■ What is required ■
In the data below, reproduce the lines from the one containing "Where can the brick pillar" through the one containing "column 52, row 285", changing "brick pillar" to "brick column" and leaving everything else the same.

Stored data:
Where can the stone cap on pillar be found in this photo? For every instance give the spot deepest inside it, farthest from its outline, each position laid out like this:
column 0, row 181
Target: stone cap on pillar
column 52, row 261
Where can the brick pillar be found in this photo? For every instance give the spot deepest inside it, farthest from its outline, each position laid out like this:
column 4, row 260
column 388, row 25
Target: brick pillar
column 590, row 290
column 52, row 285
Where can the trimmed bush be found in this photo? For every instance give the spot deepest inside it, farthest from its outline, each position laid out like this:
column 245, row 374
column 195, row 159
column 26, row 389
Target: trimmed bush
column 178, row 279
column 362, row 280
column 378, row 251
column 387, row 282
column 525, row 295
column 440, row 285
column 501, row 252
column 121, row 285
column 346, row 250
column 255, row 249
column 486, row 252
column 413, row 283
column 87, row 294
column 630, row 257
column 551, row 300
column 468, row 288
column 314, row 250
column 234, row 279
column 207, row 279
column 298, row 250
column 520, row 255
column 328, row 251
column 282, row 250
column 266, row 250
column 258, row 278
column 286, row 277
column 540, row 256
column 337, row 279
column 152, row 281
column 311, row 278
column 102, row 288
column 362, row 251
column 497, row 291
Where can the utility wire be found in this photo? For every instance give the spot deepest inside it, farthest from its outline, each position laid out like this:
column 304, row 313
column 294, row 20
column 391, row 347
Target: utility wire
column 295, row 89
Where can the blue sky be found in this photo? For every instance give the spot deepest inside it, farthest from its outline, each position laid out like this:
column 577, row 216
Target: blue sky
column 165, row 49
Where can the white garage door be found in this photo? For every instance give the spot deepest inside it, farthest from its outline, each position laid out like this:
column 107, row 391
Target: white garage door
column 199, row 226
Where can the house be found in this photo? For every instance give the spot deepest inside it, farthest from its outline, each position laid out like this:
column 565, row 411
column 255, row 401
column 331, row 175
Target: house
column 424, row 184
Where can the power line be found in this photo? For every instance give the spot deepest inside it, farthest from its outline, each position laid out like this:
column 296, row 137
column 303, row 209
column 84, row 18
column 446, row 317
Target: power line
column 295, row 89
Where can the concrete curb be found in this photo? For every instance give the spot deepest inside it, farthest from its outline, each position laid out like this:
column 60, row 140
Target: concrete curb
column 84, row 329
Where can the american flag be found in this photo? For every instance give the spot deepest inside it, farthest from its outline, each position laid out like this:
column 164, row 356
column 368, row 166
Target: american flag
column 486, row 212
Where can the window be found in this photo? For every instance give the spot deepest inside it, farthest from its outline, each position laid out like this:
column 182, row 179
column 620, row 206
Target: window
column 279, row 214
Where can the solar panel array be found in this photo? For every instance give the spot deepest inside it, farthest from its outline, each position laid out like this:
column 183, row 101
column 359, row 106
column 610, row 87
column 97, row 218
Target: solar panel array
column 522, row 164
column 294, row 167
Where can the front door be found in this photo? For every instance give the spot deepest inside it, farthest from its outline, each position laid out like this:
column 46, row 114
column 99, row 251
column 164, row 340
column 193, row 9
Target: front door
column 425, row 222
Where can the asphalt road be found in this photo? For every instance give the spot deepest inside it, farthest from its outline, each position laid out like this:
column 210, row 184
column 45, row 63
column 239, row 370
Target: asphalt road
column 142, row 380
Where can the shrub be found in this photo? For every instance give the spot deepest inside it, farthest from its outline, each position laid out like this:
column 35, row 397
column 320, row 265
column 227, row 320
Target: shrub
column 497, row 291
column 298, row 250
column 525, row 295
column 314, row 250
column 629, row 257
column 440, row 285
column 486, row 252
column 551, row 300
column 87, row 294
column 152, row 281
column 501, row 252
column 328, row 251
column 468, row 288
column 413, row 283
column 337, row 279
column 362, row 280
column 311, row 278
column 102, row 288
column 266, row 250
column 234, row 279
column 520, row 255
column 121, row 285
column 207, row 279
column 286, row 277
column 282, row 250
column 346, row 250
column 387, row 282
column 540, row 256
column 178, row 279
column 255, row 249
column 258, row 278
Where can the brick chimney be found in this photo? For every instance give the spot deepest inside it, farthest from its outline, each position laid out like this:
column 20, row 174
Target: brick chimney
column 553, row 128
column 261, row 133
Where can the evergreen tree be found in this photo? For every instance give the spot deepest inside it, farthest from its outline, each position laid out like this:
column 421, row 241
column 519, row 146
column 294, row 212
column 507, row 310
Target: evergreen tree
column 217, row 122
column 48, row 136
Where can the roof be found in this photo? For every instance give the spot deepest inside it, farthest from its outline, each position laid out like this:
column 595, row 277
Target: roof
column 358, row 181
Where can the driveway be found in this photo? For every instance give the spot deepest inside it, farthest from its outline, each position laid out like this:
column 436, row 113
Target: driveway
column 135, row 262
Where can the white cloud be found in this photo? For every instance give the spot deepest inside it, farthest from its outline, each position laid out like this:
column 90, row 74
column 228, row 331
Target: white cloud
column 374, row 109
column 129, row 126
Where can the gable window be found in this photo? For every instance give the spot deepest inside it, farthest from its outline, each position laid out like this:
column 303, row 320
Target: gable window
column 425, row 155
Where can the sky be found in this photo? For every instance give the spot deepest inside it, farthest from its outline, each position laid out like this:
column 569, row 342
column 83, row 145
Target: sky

■ Written solution ■
Where can the brick column be found in this photo? For every instance give the spot deepest inside it, farthest from its outline, each position laid out like this:
column 4, row 260
column 388, row 25
Target: brick column
column 590, row 290
column 52, row 285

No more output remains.